PROMPT: Count the lines in the data below that contain the string "patch", and reply with that number alone.

Data from a point labeling set:
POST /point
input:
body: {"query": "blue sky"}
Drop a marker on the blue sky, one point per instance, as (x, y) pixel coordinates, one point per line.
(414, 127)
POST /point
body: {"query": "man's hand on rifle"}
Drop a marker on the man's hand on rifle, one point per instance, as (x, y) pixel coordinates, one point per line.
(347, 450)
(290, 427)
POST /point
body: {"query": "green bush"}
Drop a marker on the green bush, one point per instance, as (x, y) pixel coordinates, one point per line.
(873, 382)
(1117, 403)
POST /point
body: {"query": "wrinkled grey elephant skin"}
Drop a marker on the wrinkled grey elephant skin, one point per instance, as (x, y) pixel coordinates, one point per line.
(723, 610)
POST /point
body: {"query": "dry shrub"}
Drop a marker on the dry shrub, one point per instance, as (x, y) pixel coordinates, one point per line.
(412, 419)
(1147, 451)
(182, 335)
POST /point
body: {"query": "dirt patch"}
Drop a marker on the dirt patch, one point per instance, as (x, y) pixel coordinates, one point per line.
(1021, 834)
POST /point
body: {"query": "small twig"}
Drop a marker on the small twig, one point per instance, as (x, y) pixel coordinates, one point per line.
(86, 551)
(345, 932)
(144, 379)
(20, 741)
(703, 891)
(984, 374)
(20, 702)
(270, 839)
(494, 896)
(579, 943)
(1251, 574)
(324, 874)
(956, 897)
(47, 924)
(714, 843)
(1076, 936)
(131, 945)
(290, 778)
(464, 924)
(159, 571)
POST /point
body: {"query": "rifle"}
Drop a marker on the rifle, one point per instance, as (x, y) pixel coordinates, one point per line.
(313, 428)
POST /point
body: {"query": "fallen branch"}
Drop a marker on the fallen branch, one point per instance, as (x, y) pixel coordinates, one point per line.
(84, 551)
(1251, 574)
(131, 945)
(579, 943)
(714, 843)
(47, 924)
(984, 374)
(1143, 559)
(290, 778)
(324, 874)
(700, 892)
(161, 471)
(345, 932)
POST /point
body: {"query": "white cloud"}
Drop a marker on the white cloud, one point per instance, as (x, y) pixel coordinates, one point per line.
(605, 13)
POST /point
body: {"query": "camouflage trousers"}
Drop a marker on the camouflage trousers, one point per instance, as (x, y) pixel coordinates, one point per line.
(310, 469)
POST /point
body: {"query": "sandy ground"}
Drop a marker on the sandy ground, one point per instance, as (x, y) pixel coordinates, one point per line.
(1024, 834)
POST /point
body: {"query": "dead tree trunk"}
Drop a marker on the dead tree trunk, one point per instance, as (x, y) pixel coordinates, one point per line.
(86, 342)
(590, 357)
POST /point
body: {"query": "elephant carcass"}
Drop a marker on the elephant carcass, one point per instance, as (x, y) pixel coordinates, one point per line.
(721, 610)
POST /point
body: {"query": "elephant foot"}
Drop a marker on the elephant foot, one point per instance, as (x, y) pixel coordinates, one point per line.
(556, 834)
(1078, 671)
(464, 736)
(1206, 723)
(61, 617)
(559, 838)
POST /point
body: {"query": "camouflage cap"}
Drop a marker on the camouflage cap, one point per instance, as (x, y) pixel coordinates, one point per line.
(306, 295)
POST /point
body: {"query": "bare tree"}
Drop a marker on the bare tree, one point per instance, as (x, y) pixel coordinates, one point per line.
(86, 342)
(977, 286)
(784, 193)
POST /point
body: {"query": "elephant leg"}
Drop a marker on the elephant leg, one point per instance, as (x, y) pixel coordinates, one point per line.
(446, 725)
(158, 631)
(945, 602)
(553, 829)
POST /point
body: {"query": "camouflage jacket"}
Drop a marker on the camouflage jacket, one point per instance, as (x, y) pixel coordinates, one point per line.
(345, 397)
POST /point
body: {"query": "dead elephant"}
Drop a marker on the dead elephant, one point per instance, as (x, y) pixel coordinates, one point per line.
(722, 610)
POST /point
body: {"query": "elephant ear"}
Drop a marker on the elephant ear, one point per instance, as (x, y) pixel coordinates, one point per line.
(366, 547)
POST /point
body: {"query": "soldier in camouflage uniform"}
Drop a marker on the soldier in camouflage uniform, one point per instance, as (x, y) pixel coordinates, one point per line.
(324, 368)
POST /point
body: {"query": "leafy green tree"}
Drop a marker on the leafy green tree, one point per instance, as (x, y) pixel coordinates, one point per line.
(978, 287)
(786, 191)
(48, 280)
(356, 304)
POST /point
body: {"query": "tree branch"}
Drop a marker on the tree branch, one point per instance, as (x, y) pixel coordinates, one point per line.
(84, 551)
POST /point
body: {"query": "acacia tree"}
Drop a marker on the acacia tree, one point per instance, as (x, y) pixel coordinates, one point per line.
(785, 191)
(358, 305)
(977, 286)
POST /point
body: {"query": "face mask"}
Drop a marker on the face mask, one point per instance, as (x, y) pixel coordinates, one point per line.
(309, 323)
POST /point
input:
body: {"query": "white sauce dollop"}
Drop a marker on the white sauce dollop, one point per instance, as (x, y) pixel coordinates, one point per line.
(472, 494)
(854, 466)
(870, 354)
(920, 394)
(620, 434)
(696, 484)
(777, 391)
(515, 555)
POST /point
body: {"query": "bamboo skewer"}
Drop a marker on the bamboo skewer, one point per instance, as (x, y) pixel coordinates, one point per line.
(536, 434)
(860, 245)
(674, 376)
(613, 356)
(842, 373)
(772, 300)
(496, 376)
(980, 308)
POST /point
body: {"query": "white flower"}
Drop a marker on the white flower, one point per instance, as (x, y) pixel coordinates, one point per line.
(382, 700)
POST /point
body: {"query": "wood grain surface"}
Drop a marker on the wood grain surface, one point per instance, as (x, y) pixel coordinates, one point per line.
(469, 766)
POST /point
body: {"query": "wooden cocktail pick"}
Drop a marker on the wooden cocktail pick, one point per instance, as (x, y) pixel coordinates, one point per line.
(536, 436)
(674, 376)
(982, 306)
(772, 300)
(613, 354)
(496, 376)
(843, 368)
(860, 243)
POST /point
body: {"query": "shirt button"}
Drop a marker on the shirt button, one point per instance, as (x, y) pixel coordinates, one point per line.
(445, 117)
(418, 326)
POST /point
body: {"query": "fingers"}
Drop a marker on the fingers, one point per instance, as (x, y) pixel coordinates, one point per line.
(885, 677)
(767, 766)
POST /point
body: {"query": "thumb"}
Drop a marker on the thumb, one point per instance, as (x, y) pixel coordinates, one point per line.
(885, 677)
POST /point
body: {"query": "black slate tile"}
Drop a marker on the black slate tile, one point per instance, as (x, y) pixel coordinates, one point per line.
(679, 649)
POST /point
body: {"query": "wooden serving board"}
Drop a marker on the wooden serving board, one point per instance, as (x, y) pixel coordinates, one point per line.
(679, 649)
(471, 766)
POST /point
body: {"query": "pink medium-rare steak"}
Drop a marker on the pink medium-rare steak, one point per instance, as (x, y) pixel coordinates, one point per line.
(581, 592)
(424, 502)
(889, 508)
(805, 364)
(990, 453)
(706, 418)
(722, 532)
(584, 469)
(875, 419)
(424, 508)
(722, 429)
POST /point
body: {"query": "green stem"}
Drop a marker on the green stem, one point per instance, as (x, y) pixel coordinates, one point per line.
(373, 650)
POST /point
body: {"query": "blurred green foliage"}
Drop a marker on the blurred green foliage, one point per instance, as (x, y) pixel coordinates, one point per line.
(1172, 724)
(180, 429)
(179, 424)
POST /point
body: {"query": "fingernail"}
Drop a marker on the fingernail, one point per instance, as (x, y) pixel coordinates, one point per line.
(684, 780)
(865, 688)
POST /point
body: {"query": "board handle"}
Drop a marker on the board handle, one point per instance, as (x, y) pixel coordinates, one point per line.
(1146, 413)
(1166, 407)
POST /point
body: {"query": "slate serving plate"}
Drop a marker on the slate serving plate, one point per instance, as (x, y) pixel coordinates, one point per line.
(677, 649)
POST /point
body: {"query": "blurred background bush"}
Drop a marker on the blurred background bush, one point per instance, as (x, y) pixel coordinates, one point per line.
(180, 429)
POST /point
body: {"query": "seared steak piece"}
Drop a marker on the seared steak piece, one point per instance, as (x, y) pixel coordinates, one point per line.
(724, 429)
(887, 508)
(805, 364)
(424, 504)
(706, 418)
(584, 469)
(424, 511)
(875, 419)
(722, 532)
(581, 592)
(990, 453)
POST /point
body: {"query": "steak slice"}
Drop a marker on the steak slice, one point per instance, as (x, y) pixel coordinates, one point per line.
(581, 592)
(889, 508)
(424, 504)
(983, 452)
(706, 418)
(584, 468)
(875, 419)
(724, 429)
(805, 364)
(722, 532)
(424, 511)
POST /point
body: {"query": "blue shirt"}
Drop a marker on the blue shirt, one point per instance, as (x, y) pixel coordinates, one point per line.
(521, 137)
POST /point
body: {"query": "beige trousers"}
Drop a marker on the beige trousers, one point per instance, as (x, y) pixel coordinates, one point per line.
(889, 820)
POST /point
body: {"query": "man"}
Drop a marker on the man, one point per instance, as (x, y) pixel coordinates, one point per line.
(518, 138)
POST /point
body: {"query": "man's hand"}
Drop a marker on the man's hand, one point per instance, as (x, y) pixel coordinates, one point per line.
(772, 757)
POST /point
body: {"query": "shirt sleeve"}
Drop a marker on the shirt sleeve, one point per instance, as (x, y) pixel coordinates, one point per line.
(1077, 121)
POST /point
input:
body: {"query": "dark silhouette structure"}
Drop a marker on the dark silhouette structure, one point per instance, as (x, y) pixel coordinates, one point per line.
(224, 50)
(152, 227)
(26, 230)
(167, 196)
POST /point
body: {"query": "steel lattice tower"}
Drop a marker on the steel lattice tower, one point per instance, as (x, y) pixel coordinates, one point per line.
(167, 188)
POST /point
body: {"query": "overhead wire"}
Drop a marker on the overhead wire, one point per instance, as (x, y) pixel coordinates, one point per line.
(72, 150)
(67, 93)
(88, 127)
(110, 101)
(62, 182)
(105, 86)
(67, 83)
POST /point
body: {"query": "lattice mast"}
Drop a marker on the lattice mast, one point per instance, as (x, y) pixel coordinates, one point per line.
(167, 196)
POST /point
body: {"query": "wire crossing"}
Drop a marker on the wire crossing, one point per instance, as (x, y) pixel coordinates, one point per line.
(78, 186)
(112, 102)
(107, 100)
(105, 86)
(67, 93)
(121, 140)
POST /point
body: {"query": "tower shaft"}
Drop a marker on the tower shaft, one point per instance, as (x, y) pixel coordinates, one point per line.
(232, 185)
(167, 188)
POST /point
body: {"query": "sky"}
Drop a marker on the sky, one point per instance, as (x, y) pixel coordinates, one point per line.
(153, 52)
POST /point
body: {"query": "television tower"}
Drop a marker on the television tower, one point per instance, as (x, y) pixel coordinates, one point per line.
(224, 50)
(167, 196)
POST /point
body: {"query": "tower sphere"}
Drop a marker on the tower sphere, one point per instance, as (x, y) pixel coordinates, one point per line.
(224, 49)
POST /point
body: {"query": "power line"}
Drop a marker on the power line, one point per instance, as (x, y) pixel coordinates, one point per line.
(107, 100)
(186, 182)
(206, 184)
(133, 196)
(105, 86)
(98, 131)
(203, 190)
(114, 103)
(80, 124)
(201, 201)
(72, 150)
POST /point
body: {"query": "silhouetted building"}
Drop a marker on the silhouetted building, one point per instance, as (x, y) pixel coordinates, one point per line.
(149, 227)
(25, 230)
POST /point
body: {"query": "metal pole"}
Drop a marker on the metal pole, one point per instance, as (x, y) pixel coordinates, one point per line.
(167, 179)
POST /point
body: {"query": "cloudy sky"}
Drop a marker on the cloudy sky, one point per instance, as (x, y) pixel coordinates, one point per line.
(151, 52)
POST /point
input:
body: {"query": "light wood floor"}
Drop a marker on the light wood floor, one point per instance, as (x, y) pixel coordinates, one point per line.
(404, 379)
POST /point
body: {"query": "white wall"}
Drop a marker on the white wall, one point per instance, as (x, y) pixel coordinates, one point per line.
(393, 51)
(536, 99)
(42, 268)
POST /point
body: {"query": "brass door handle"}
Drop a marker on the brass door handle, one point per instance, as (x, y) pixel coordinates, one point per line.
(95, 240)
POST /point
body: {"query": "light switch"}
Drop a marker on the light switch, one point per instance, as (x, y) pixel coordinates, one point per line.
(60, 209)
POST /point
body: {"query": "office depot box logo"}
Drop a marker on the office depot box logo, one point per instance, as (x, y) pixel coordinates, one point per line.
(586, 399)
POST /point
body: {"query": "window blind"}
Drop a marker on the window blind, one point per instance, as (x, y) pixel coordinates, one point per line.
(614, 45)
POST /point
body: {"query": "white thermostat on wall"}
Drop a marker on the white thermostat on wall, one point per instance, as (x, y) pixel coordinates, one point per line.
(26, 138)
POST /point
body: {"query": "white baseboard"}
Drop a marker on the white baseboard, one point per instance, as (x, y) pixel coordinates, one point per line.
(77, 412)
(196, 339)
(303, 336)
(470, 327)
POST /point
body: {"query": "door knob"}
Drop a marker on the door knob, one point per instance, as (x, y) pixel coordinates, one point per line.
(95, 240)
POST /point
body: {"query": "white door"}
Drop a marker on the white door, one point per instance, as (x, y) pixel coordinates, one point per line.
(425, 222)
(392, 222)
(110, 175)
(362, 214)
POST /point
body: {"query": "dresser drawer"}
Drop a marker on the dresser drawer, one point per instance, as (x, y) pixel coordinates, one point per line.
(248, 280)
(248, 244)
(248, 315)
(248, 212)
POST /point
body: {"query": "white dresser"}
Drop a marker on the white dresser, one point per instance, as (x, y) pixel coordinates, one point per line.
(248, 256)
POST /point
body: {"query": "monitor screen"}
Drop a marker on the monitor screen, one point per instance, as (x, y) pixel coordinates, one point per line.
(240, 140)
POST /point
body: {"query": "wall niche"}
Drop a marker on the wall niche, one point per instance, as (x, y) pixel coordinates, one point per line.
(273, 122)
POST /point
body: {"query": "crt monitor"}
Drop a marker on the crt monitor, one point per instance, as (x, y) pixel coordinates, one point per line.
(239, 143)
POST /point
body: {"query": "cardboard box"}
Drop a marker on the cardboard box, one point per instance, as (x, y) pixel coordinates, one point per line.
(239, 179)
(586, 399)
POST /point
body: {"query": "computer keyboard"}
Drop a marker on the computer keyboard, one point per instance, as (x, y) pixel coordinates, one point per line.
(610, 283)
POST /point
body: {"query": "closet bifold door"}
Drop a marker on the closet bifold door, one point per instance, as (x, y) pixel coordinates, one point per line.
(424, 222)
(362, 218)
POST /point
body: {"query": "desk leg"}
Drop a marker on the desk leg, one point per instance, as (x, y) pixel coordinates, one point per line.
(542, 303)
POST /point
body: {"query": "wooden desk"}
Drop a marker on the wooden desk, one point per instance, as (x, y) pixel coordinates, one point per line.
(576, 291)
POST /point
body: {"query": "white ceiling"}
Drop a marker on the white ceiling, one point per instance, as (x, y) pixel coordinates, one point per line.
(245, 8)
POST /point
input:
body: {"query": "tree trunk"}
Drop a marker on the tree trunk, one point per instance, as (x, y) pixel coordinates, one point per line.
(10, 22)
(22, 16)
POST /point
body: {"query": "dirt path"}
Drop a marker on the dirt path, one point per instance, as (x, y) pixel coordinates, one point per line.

SOLVED PROBLEM: 2